*Written tasks:*
• a. From the 2003 Kawasaki Prairie 360 thread, list the things the original poster says were already tried on the quad without success.
• b. Write the next part of the 2003 Kawasaki Prairie 360 thread, beginning with the reply from NE GA Pappy.

*Excerpt to read:*
↓↓↓
# 2003 Kawasaki Prairie 360...Issues



## flatheadpatrol (Oct 3, 2018)

Problems cold starting, have to try several times. Have to run it with the choke at about 75%. Cuts out when driving slow/stopping. Runs pretty good when giving it a good bit of throttle/going fast. 
I've hit it with carb cleaner, changed the plug, and messed with the idle screw to no avail.
A new carb is $35. Instead of piddling around or taking it in for service, I reckon it would be just as easy and cost effective to just slap a new carb on for $35.
What say you, GON?


----------



## Crakajak (Oct 3, 2018)

Sounds like the Ethanol bandit.Could also be trash in the fuel tank or carb.Does it have a idle adjustment like the 400 Prairies on the side of motor?


----------



## NE GA Pappy (Oct 3, 2018)

I wouldn't have to ask anyone, or think twice about it... clean the tank out real well while you are at it.


----------



## flatheadpatrol (Oct 3, 2018)

Crakajak said:


> Sounds like the Ethanol bandit.Could also be trash in the fuel tank or carb.Does it have a idle adjustment like the 400 Prairies on the side of motor?


Yes...I have fiddled with the adjustment.


----------



## NE GA Pappy (Oct 3, 2018)
↑↑↑
*Provided material:*
↓↓↓
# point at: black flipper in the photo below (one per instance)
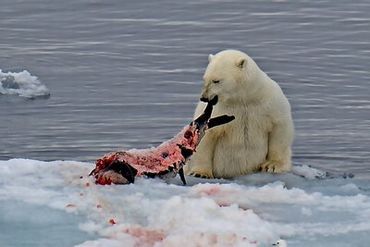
↑↑↑
*Answers:*
• a.
- Hit it with carb cleaner
- Changed the plug
- Messed with the idle screw

• b.
sounds like the low speed idle circuit is plugged up with something.

You could take it off and try to clean it, but for $35, I ain't wasting my time on it.  Put a new carb on it, and keep ethanol free fuel in it from now on


----------



## flatheadpatrol (Oct 3, 2018)

Thanks for the feedback, fellas! Much obliged.


----------



## 1gr8bldr (Oct 8, 2018)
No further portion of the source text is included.